# Supplied material:
..........

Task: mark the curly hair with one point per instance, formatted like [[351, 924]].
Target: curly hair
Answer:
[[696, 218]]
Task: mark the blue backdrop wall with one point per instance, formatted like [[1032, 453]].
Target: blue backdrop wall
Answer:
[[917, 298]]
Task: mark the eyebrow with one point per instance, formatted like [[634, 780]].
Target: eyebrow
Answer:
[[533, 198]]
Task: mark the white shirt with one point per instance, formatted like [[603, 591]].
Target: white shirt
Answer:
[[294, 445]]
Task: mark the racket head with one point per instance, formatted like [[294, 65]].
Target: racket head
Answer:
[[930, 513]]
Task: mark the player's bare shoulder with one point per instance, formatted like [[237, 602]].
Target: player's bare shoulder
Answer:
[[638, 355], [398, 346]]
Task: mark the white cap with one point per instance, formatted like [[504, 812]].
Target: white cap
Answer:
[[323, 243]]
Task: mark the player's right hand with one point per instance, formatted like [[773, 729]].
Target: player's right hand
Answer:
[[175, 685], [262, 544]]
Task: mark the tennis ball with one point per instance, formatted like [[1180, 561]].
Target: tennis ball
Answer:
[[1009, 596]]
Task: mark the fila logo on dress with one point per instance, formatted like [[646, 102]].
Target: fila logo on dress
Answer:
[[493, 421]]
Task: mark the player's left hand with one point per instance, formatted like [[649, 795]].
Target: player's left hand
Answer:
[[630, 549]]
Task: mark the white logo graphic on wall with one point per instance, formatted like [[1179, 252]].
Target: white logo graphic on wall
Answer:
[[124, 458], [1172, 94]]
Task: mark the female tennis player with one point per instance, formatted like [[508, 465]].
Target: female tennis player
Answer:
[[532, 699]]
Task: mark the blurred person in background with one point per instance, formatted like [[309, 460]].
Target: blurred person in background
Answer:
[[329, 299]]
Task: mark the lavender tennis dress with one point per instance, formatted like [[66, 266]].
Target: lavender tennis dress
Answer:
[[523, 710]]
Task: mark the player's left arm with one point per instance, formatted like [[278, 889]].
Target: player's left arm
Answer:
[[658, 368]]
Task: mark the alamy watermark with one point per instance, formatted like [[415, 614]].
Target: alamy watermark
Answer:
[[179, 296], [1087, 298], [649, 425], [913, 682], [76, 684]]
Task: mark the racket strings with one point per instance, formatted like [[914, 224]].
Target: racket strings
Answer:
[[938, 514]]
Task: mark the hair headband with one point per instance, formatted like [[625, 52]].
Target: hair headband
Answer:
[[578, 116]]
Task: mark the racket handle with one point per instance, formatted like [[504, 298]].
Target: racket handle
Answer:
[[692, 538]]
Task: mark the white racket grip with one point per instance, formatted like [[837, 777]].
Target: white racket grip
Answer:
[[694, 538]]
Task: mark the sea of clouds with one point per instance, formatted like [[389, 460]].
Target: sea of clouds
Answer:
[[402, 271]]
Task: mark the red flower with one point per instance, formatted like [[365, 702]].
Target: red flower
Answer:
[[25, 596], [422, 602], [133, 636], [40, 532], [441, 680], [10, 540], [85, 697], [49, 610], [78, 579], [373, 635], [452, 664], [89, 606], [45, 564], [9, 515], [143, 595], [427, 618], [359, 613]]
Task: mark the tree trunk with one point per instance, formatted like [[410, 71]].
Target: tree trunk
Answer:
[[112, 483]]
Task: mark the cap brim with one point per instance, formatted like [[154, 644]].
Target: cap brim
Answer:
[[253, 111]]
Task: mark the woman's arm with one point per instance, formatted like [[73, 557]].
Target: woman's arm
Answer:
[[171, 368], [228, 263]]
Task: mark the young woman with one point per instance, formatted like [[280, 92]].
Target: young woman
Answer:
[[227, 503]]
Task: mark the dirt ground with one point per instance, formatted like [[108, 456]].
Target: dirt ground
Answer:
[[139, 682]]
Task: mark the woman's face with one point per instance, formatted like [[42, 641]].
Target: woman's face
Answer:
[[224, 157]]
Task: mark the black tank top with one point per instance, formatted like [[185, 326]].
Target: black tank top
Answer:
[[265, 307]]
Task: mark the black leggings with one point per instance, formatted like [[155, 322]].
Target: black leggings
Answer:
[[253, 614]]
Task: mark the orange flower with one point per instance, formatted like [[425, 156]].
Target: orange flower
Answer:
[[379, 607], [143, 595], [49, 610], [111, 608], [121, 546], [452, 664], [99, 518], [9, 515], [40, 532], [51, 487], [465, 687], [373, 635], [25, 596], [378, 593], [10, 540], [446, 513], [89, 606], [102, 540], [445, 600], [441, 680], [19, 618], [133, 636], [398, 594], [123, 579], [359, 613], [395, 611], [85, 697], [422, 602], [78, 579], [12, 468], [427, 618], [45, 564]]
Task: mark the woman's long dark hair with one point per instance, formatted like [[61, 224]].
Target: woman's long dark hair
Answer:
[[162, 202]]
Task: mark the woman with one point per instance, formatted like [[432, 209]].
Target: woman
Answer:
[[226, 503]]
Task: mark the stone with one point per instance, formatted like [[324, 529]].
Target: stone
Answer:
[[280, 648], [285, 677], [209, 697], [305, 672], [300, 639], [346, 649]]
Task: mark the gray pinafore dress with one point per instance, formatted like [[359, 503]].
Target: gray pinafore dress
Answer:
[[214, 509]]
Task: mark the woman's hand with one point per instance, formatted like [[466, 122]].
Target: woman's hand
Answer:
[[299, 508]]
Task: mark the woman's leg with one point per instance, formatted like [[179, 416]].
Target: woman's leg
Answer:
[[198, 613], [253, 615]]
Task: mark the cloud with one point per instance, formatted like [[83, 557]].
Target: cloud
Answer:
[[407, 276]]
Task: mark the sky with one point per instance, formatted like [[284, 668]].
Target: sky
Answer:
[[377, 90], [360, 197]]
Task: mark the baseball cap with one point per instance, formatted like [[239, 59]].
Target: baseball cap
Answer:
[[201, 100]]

..........

# What you are asked to do:
All of the entries above need to be reproduced verbatim.

# The completed task:
Task: mark the curly hair with one point per instance, formatted like [[351, 924]].
Target: curly hair
Answer:
[[696, 218]]
Task: mark the blue backdrop wall with one point per instance, formatted like [[1032, 453]].
Target: blue backdrop wall
Answer:
[[917, 298]]
Task: mark the eyebrow with one point per instance, formatted like [[634, 780]].
Target: eyebrow
Answer:
[[533, 198]]
Task: mark the white shirt with one point per instance, formatted like [[603, 591]].
Target: white shirt
Answer:
[[294, 445]]
Task: mark the racket head with one point per instance, formatted like [[294, 65]].
Target: racket head
Answer:
[[930, 513]]
Task: mark the player's bare shoulder with one point per instance, formatted like [[237, 602]].
Target: player's bare shoulder
Answer:
[[638, 355], [398, 346]]
Task: mark the white cap with one point per instance, formatted like [[504, 812]].
Target: white cap
Answer:
[[323, 243]]
Task: mark the player's right hand with one point per instance, formatted like [[773, 729]].
Target: player's right hand
Answer:
[[175, 685], [262, 544]]
Task: mark the tennis ball with one point per instance, formatted like [[1180, 561]].
Target: tennis ball
Answer:
[[1009, 596]]
Task: mark the fila logo on dress with one point per instance, formatted like [[646, 102]].
Target: fila logo on dress
Answer:
[[493, 421]]
Task: mark the player's left hand with one point per instance, formatted like [[649, 795]].
Target: player's left hand
Answer:
[[630, 549]]
Task: mark the white logo graphic on wall with one point per instance, formatted like [[1179, 252]].
Target: white logo graphic on wall
Answer:
[[124, 458], [1172, 94]]
Task: mark the female tennis player with one point per instance, formatted like [[508, 465]].
Target: female tennis player
Answer:
[[532, 699]]
Task: mark the blurred person in background with one point per instance, formatted like [[309, 460]].
Target: blurred person in background
Answer:
[[329, 299]]
Task: mark the lavender tennis dress with one point per instance, formatted like [[66, 266]].
Target: lavender tennis dress
Answer:
[[523, 710]]
Task: mark the player's left arm with one point per instance, formatted like [[278, 889]].
Target: player's left arm
Answer:
[[658, 368]]
Task: mark the alamy watermark with one point per instance, formatted like [[415, 614]].
Target: alamy watermark
Answer:
[[179, 296], [1087, 298], [649, 425], [913, 682], [76, 684]]
Task: mark the racket strings with one point per instance, formatted like [[914, 224]].
Target: racket strings
Answer:
[[938, 514]]
Task: mark the hair headband with one point per instance, formatted like [[625, 52]].
Target: hair headband
Answer:
[[578, 116]]
Task: mark the racket handle with one point per instance, formatted like [[504, 298]].
Target: racket handle
Answer:
[[692, 538]]
Task: mark the white racket grip with one point per instance, formatted like [[837, 777]].
Target: white racket grip
Answer:
[[694, 538]]
Task: mark the sea of clouds with one point per instance, formatted like [[389, 460]].
Target: sea of clouds
Answer:
[[402, 271]]
Task: mark the red flower with one point per instance, formatted like [[365, 702]].
Target: red flower
Answer:
[[25, 596], [422, 602], [133, 636], [40, 532], [441, 680], [10, 540], [85, 697], [49, 610], [78, 579], [373, 635], [452, 664], [89, 606], [45, 564], [9, 515], [143, 595], [427, 618], [359, 613]]
Task: mark the tree trunk with one point per instance, formatted like [[410, 71]].
Target: tree trunk
Answer:
[[112, 483]]
Task: mark the cap brim with one point per instance, formatted like [[154, 644]].
Target: cap brim
Answer:
[[253, 111]]
Task: mark the woman's arm with one point per instance, formatted like [[73, 557]].
Target: woman's arm
Answer:
[[171, 368], [228, 263]]
Task: mark the young woman with one point per instance, formatted like [[280, 92]].
Target: young woman
Answer:
[[227, 503]]
Task: mark the dirt ground with one point per instance, formatted like [[108, 456]].
Target: dirt ground
Answer:
[[139, 682]]
Task: mark the woman's face with one point per instance, formatted like [[42, 641]].
Target: woman's face
Answer:
[[224, 157]]
Task: mark the black tank top with one point per instance, formatted like [[185, 326]].
Target: black tank top
Answer:
[[265, 307]]
Task: mark the black leggings with one point per instance, formatted like [[155, 322]].
Target: black leggings
Answer:
[[253, 614]]
Task: mark the orange flower with one point per instance, formatted like [[425, 156]].
Target: orange flower
Answer:
[[379, 607], [143, 595], [49, 610], [111, 608], [121, 546], [452, 664], [99, 518], [9, 515], [40, 532], [51, 487], [465, 687], [373, 635], [25, 596], [378, 593], [10, 540], [446, 513], [89, 606], [102, 540], [445, 600], [441, 680], [19, 618], [133, 636], [398, 594], [123, 579], [359, 613], [395, 611], [85, 697], [422, 602], [78, 579], [12, 468], [427, 618], [45, 564]]
Task: mark the woman's long dark hair with one point per instance, formatted like [[61, 224]].
Target: woman's long dark hair
Answer:
[[162, 202]]
Task: mark the woman with one point per instance, formatted like [[432, 209]].
Target: woman
Answer:
[[226, 503]]
Task: mark the stone with one point per instance, formatted like [[324, 529]].
Target: stone
Answer:
[[280, 648], [285, 677], [209, 697], [305, 672], [300, 639], [346, 649]]
Task: mark the gray pinafore dress with one point per instance, formatted like [[359, 503]].
Target: gray pinafore dress
Answer:
[[214, 509]]
Task: mark the woman's hand with one point per instance, formatted like [[466, 122]].
Target: woman's hand
Answer:
[[299, 508]]
Task: mark the woman's leg with one point per instance, formatted like [[179, 416]].
Target: woman's leg
Answer:
[[198, 613], [253, 615]]
Task: mark the cloud with one point per instance, formatted like [[83, 557]].
Target: cloud
Answer:
[[407, 276]]
Task: mark the sky with one point per instance, formatted like [[284, 668]].
Target: sky
Answer:
[[377, 90], [360, 197]]
Task: mark the baseball cap with one point per instance, formatted like [[239, 59]].
Target: baseball cap
Answer:
[[201, 100]]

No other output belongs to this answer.